*Assignment*. Set down every line from the one with "Target: blue sky" to the end of the entries, both ends included, exactly as it reads and without pictures.

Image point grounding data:

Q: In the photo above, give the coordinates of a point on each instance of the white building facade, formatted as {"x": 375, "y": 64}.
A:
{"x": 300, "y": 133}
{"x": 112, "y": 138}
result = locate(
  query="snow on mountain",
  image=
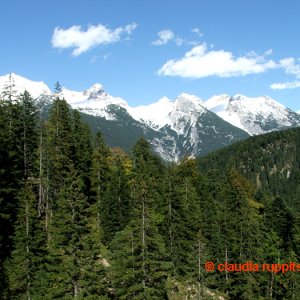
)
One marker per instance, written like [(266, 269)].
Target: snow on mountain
[(94, 101), (19, 84), (185, 108), (254, 115), (176, 128)]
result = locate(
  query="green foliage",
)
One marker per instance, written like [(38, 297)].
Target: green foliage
[(81, 220)]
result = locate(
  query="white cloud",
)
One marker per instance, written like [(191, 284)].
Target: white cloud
[(83, 40), (285, 85), (165, 36), (199, 62), (290, 66), (197, 31)]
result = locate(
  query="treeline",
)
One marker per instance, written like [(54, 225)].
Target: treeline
[(270, 161), (81, 220)]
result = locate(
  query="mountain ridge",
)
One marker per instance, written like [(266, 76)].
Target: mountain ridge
[(186, 126)]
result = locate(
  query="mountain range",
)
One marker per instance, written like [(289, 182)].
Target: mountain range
[(186, 126)]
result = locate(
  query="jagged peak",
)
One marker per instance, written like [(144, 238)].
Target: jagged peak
[(94, 91)]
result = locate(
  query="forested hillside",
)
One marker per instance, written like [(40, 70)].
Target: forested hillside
[(80, 220), (270, 161)]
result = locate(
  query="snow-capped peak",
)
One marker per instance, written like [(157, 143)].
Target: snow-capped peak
[(20, 84), (254, 115), (167, 112), (94, 90)]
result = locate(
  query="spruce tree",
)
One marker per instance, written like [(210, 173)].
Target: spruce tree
[(140, 265)]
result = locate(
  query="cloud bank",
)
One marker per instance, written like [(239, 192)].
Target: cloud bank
[(200, 62), (84, 40), (290, 67)]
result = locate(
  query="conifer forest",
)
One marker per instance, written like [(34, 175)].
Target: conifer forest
[(80, 220)]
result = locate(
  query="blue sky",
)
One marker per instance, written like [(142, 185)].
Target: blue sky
[(143, 50)]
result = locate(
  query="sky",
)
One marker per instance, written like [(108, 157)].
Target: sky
[(143, 50)]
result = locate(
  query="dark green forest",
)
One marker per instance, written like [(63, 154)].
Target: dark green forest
[(80, 220)]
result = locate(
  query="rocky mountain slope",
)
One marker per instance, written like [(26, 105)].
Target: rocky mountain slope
[(186, 126)]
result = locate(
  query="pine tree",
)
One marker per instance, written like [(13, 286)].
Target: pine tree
[(142, 273), (100, 175), (116, 205), (27, 262)]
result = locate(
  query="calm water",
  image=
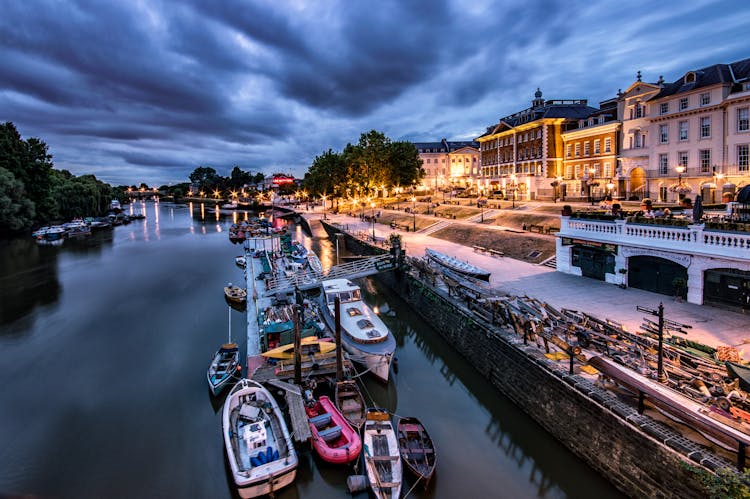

*Exercise response*.
Target: blue sky
[(143, 50)]
result = locate(
  query="sky",
)
One marker per instance, written like [(108, 157)].
Target: sky
[(143, 50)]
result = locate(
  query="dark green forest",
)
One marker per instance, written like [(63, 154)].
Target: dark green forest
[(80, 220)]
result = locate(
  query="rocky mountain slope",
)
One marker per instance, written like [(26, 105)].
Target: rocky mountain slope
[(186, 126)]
result = locate(
  query="pine tree",
)
One marker per instance, written like [(13, 286)].
Target: pine tree
[(142, 273), (100, 175), (116, 205), (27, 262)]
result = locate(
  query="calm water",
  image=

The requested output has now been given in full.